| TASK REQUIREMENTS |
Copy out the lizard phylogeography abstract, everything from "Comparative mitochondrial phylogeography" down to "since European settlement.", swapping every "fragmented" for "divided".

| EXTRACT TO READ |
===

Comparative mitochondrial phylogeography of two legless lizards (Pygopodidae) from Queensland’s fragmented woodlands
Sclerophyll
woodlands and open forests once covered vast areas of eastern Australia, but
have been greatly fragmented and reduced in extent since European settlement.
The biogeographic and evolutionary history of the biota of eastern Australia’s
woodlands also remains poorly known, especially when compared to rainforests to
the east, or the arid biome to the west. Here we present an analysis of
patterns of mitochondrial genetic diversity in two species of Pygopodid geckos
with distributions centred on the Brigalow Belt Bioregion of eastern Queensland. One moderately large and
semi-arboreal species, Paradelma orientalis, shows low genetic diversity
and no clear geographic structuring across its wide range. In contrast a small
and semi-fossorial species, Delma torquata, consists of two moderately
divergent clades, one from the ranges and upland of coastal areas of south-east
Queensland, and other centred in upland areas further inland. These data point
to varying histories of geneflow and refugial persistance in eastern Australia’s
vast but now fragmented open woodlands. The Carnarvon Ranges of central
Queensland are also highlighted as a zone of persistence for cool and/or
wet-adapted taxa, however the evolutionary history and divergence of most
outlying populations in these mountains remains unstudied.

===

| DATASET EXCERPT |

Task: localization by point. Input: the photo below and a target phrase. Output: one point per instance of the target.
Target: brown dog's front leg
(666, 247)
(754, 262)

===

| YOUR SOLUTION |
Comparative mitochondrial phylogeography of two legless lizards (Pygopodidae) from Queensland’s divided woodlands
Sclerophyll
woodlands and open forests once covered vast areas of eastern Australia, but
have been greatly divided and reduced in extent since European settlement.